Every line between the one containing "Given the following task — detect ear" and the last line of the data, both included, is to be set down exactly, and pictures are to be omitted.

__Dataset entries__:
· · · · · · ·

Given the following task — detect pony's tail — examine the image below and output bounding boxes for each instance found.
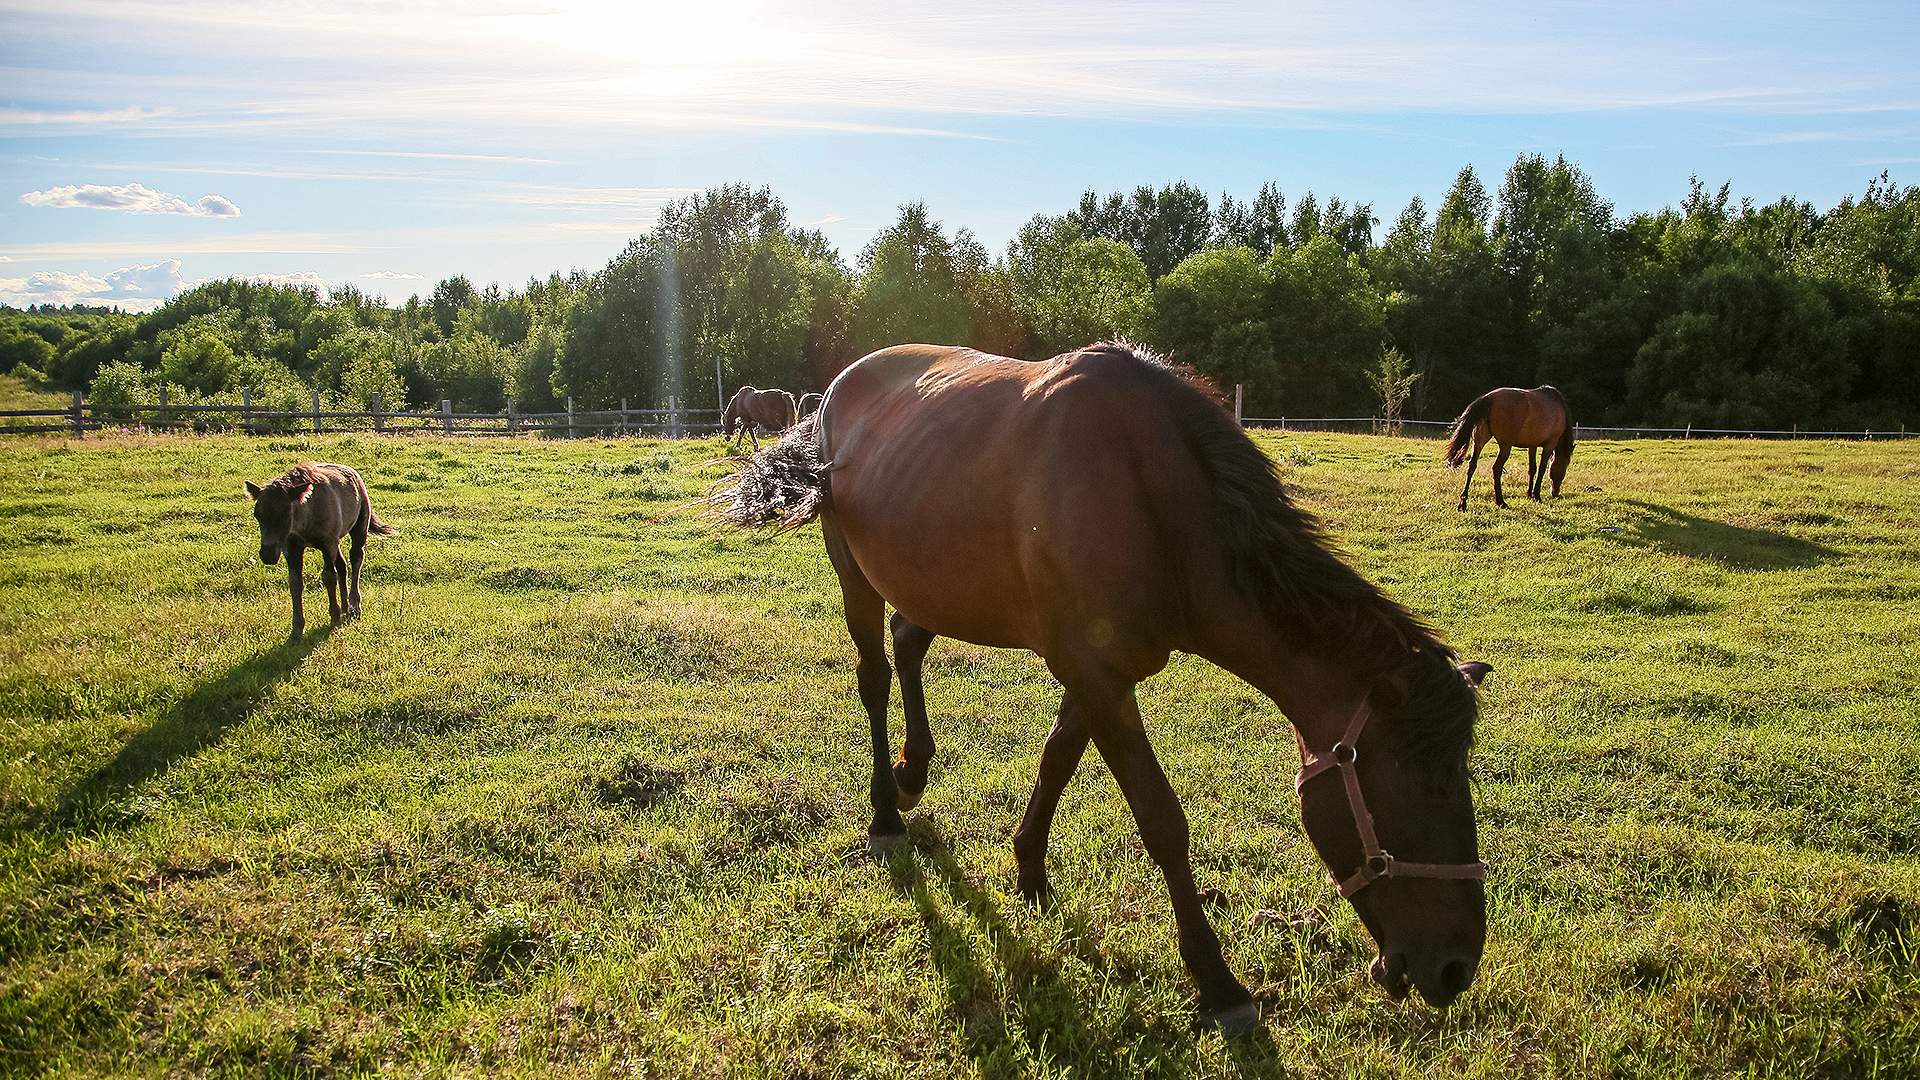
[711,413,828,528]
[368,512,398,537]
[1444,394,1495,469]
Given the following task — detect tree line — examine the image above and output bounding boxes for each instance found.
[3,154,1916,428]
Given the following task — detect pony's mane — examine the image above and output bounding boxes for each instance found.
[268,462,327,490]
[1079,341,1477,764]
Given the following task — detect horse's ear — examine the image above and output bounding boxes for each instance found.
[1458,661,1493,688]
[244,480,262,500]
[290,482,314,505]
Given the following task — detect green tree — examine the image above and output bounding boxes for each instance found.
[851,203,973,354]
[1006,217,1151,356]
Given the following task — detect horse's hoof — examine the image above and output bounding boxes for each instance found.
[868,831,907,861]
[1201,1000,1263,1038]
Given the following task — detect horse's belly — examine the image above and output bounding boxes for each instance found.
[835,498,1042,650]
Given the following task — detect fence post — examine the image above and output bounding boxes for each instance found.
[1684,422,1691,440]
[566,396,575,438]
[312,389,323,435]
[70,389,84,438]
[242,387,253,435]
[371,393,386,434]
[1234,383,1244,426]
[157,385,169,430]
[441,399,453,435]
[669,396,681,439]
[619,398,628,437]
[506,399,516,434]
[1280,416,1287,432]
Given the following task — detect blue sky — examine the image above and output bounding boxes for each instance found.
[3,0,1917,310]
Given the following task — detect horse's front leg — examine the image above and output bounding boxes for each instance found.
[1081,682,1257,1033]
[286,541,306,642]
[1013,693,1090,905]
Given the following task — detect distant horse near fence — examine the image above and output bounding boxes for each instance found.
[720,386,799,449]
[797,392,823,418]
[1444,386,1574,509]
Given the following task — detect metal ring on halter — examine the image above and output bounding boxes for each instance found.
[1331,741,1357,764]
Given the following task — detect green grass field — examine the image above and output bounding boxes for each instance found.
[2,430,1916,1078]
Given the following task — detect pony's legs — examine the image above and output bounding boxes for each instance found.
[823,515,904,853]
[1079,681,1255,1028]
[1457,430,1488,511]
[286,541,306,641]
[347,526,366,617]
[1012,692,1091,905]
[320,539,344,623]
[1526,447,1541,500]
[1492,444,1512,508]
[889,611,936,811]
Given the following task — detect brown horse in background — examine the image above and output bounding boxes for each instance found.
[720,343,1491,1029]
[1444,386,1574,509]
[720,385,799,449]
[245,462,396,641]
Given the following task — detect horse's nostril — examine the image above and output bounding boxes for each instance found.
[1439,958,1473,996]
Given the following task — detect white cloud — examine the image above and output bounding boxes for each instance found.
[19,182,241,217]
[0,259,185,311]
[300,149,556,164]
[0,106,170,127]
[362,270,424,280]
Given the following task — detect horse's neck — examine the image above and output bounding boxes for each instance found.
[1194,616,1374,751]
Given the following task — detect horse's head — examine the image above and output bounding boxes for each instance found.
[1298,651,1489,1007]
[722,385,756,435]
[245,477,312,564]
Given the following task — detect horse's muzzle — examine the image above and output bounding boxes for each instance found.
[260,546,281,566]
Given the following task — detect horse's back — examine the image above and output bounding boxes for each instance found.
[1486,387,1567,447]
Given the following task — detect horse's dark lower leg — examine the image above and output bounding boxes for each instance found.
[890,612,936,811]
[1457,440,1483,511]
[1492,444,1512,508]
[347,531,366,617]
[1083,685,1254,1027]
[321,542,344,624]
[824,516,904,852]
[286,541,305,641]
[1013,693,1090,905]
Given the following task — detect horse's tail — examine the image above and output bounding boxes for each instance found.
[711,412,828,528]
[779,390,799,429]
[1443,393,1495,469]
[368,511,398,537]
[1547,389,1575,487]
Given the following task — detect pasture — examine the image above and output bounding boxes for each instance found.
[1,431,1916,1078]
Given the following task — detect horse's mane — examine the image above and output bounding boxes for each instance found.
[1080,342,1477,764]
[268,462,328,490]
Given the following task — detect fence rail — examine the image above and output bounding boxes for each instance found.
[0,391,730,438]
[1,395,1911,442]
[1240,416,1915,440]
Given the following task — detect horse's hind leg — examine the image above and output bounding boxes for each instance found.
[1078,680,1255,1031]
[890,612,936,811]
[1457,432,1487,511]
[823,515,904,855]
[1492,443,1512,508]
[1526,447,1541,500]
[347,524,367,618]
[1013,692,1090,905]
[321,539,345,624]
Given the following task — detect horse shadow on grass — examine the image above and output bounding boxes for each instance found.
[46,628,329,833]
[1604,499,1838,571]
[887,819,1285,1076]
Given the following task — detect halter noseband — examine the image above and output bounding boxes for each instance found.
[1295,701,1486,898]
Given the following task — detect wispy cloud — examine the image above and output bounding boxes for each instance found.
[0,106,171,127]
[20,182,241,217]
[0,233,359,260]
[299,149,557,164]
[363,270,423,280]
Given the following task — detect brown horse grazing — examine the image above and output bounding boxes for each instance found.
[796,391,823,418]
[244,463,396,641]
[720,343,1491,1028]
[1443,386,1574,510]
[720,385,799,449]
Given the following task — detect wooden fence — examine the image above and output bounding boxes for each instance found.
[0,390,726,438]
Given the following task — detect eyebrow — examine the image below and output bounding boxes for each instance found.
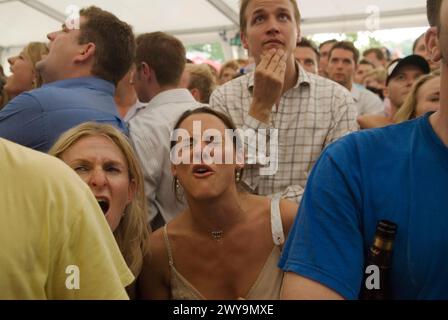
[69,158,125,167]
[251,8,266,16]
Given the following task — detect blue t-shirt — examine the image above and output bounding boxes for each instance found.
[279,113,448,300]
[0,77,127,152]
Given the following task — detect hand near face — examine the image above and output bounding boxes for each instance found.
[250,48,287,124]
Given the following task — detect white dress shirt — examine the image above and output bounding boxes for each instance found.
[351,84,384,115]
[129,89,201,224]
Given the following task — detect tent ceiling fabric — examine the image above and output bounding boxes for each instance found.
[1,0,428,49]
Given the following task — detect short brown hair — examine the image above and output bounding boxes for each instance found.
[135,32,186,87]
[427,0,442,27]
[363,48,385,61]
[319,39,337,51]
[239,0,301,33]
[79,6,135,86]
[297,38,320,59]
[329,41,360,64]
[185,64,217,103]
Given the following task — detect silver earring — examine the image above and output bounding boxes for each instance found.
[175,179,181,189]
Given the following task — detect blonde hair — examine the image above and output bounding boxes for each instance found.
[185,64,217,103]
[362,68,387,85]
[22,42,49,88]
[49,122,150,277]
[218,60,240,79]
[394,70,440,123]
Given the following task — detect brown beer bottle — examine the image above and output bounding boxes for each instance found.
[359,220,398,300]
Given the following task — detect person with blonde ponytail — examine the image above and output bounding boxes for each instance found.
[3,42,48,99]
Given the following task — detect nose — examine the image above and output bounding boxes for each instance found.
[7,56,15,65]
[191,140,217,163]
[406,77,416,87]
[47,31,57,41]
[265,16,280,35]
[335,61,344,69]
[88,168,108,189]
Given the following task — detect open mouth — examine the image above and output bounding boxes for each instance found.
[97,198,110,215]
[192,164,215,178]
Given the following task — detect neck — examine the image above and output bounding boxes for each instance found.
[184,186,246,240]
[43,67,93,84]
[114,86,137,118]
[429,64,448,146]
[148,83,180,101]
[389,103,400,119]
[282,56,298,94]
[346,81,353,91]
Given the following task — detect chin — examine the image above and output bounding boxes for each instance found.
[189,189,220,201]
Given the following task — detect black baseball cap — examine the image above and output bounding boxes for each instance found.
[386,55,430,85]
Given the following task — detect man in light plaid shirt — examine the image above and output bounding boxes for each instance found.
[209,0,358,203]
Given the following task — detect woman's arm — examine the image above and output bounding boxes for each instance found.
[138,230,171,300]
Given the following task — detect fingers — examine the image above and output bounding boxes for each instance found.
[259,48,285,70]
[258,48,275,70]
[267,49,284,71]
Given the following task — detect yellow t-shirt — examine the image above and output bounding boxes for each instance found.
[0,139,135,299]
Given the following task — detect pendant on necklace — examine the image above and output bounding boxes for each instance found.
[211,230,224,242]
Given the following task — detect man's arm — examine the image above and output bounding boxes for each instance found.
[325,88,359,146]
[279,137,365,300]
[281,272,344,300]
[0,93,46,150]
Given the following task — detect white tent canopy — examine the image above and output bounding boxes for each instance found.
[0,0,429,63]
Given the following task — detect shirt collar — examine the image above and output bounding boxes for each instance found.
[148,88,196,109]
[351,85,362,102]
[44,77,115,95]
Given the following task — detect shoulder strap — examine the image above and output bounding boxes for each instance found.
[270,194,285,246]
[162,225,174,266]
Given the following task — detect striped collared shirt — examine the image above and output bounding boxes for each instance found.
[209,65,359,202]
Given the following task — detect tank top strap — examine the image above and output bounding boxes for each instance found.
[162,225,174,266]
[270,194,285,246]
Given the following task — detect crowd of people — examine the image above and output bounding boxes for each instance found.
[0,0,446,300]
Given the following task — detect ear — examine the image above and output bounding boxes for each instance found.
[190,88,201,101]
[241,31,249,50]
[140,62,153,82]
[126,178,137,205]
[426,26,442,62]
[74,42,96,63]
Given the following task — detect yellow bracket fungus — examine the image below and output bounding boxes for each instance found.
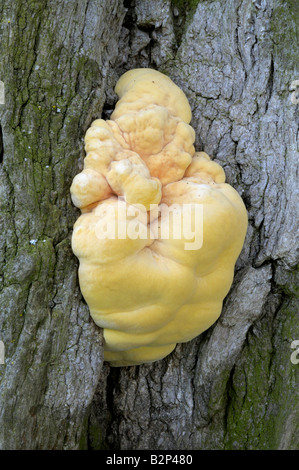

· · · · · · ·

__WRITTEN RESPONSE__:
Given the following task — detect ear — examine the image above and output bounding boxes for each instance found.
[190,88,201,101]
[241,31,249,50]
[140,62,153,82]
[126,178,137,205]
[426,26,442,62]
[74,42,96,63]
Given the following task — detect yellow bracket fungus — examine the image below and output bounding boxes for each instance found.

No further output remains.